**SELECTED EXCERPT**
April 27th, 2010
A recent research study on consumer decision making found:
“When decisions are difficult because the choices are equally appealing, people often become more positive in their attitudes and behaviors toward their chosen option after they choose it. But the authors found that this enhancement of a product is surprisingly fragile, and collapses easily in the face of even minor negative information about it.”
This “positivity bubble” (as the researchers describe it) is no surprise to cognitive designers. It comes from our need to get more mental energy out of an interaction then we put in. Making a choice especially between options that are very similar requires a lot of mental energy. To compensate we hype-up the value of the choice we make to create compensating meaning and positive emotional energy. The positivity bubble gives us energy to balance out or exceed what we used in making the decision. As it is primarily hype it bursts at the first sign of conflicting information. This collapse can lead to remorse and long-term dissatisfaction. And this can happen when the stakes are highest. To quote the study:
“Difficult decision scenarios with heightened stakes—such as shopping for expensive durable goods, choosing a gift for a loved one, or choosing a job, college, or house—are precisely those in which people would most hope to have accurate and stable attitudes,” the authors write. “Perversely, our results suggest that in these cases their attitudes might actually be the most fragile and bubble-like, appearing strong but actually quite vulnerable to collapse.”
This highlights a moment of truth from a cognitive design standpoint. A case where if we don’t properly manage the psychological need for mental energy we may in fact end up with a bad case of decision remorse. To take a deeper dive check out the article, Fragile Enhancement of Attitudes Following Difficult Decisions.
Posted in Cognitive Bias, Psychographics | No Comments »
April 25th, 2010
Getting people to think about something specific has powerful cognitive effects. Focusing attention and loading a specific mental model fills our working memory with content and activates episodic memories. This in turn can impact how we perceive, learn, solve problems, plan, navigate and behave. A single word, image or interaction can cause an avalanche of incidental mental processing. This is one thing that makes cognitive design such a powerful intervention. But it can have unexpected side effects.

**REQUIREMENT 1**
In the post on cognitive design, what name do the researchers give to the enhanced attitude toward a chosen option?
**REQUIREMENT 2**
Reproduce the post on cognitive design starting with "April 25th, 2010" and going on through "unexpected side effects.", but swap "working memory" for "short-term memory".
**REQUIREMENT 3**
Carry the post on cognitive design forward from its final sentence.

**DATA EXCERPTS**
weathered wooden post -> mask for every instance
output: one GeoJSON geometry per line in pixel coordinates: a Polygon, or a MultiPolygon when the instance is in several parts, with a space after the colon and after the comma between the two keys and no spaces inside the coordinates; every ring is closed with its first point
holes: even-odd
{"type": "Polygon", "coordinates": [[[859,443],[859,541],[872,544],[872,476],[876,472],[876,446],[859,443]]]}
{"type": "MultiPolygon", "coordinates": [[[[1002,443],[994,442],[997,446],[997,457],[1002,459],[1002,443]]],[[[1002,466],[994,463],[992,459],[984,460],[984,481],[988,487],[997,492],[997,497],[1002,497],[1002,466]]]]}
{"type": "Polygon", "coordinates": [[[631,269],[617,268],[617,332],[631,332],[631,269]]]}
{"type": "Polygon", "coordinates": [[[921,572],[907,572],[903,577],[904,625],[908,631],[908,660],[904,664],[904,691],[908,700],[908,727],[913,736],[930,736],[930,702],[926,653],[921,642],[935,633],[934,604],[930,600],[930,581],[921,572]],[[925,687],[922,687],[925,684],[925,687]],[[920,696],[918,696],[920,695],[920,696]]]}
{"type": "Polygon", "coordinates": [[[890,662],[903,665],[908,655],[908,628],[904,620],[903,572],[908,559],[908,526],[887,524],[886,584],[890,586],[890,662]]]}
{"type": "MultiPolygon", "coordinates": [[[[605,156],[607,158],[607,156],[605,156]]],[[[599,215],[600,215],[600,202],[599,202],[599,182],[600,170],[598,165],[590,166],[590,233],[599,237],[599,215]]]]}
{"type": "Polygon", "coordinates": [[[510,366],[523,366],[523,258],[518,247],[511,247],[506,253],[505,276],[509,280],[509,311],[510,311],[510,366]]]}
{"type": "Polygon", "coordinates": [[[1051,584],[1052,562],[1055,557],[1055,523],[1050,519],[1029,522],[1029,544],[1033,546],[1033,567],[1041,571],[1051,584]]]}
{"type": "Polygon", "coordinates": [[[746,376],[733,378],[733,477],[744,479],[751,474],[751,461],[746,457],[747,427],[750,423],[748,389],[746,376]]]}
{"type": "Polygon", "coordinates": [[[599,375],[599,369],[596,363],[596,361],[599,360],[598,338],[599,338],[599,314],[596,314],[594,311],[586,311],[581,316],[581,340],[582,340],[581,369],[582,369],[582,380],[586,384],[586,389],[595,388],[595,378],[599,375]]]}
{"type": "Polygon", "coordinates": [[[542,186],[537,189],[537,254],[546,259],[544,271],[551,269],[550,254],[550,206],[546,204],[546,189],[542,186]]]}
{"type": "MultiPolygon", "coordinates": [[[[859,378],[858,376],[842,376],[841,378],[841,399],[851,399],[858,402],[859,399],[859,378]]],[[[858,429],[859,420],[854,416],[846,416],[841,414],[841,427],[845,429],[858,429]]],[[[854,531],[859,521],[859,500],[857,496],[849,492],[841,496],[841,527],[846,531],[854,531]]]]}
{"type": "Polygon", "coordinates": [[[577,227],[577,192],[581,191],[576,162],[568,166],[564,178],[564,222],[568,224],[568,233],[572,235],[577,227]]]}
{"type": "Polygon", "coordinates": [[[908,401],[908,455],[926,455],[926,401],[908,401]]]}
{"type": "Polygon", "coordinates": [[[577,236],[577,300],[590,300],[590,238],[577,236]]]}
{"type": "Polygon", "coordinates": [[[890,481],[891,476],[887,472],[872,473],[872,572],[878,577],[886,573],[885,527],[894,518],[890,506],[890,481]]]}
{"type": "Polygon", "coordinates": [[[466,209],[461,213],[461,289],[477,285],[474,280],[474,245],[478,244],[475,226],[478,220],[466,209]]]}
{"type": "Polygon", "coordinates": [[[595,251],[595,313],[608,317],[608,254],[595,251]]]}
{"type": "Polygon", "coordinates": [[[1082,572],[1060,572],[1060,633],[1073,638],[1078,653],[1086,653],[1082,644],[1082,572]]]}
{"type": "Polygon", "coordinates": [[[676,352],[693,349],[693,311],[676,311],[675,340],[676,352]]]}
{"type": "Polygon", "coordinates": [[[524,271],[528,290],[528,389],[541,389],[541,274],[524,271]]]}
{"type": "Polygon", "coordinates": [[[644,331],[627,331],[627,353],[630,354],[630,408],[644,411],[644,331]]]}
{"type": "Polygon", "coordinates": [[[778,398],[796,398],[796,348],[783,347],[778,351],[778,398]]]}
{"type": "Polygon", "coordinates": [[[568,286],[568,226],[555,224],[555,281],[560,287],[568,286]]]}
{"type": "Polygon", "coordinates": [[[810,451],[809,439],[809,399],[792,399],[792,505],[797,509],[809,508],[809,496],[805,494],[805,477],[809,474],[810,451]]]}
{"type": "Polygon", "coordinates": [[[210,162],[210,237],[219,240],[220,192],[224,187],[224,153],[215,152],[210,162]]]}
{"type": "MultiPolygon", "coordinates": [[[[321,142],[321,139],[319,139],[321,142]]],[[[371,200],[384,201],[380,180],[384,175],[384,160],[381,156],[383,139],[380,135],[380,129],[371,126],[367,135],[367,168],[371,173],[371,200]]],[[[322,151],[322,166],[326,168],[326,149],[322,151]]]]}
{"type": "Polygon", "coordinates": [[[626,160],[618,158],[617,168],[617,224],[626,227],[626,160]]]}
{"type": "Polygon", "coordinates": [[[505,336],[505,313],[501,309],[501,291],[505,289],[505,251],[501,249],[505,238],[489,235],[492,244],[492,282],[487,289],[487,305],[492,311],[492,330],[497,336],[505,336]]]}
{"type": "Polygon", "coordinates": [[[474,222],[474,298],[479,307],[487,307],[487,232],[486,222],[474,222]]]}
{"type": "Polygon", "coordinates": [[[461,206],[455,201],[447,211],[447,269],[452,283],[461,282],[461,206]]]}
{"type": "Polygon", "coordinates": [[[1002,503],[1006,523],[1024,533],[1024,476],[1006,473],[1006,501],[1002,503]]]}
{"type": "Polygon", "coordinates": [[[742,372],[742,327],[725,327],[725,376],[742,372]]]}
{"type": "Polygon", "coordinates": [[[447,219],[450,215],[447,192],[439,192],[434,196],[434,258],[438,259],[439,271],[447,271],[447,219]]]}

**FINAL ANSWER 1**
They call it a "positivity bubble."

**FINAL ANSWER 2**
April 25th, 2010
Getting people to think about something specific has powerful cognitive effects. Focusing attention and loading a specific mental model fills our short-term memory with content and activates episodic memories. This in turn can impact how we perceive, learn, solve problems, plan, navigate and behave. A single word, image or interaction can cause an avalanche of incidental mental processing. This is one thing that makes cognitive design such a powerful intervention. But it can have unexpected side effects.

**FINAL ANSWER 3**
A great example was just published in Psychological Science, as You are What You Eat: Fast Food and Inpatients. To quote:
“We found that even an unconscious exposure to fast-food symbols can automatically increase participants’ reading speed when they are under no time pressure and that thinking about fast food increases preferences for time-saving products while there are potentially many other product dimensions to consider. More strikingly, we found that mere exposure to fast-food symbols reduced people’s willingness to save and led them to prefer immediate gain over greater future return, ultimately harming their economic interest.”
This means that merely flashing the logo of the golden arches can cause a booting up of a “fast food” mental model that incidentally but powerfully alters seemingly unrelated reading speed, decision-making and behavior. And this is true for more than fast food….
Posted in Psychographics, Technique | 6 Comments »
April 24th, 2010
Mindgate Media is running a Show and Teach Contest for educators, graduate students and librarians. They want the videos you use in college-level classes along with a teaching note and offer up to $2000 in prize money.
Although the judging criteria is vague, I suspect the video and teaching note with the greatest cognitive impact will win the prize.
Posted in Events | No Comments »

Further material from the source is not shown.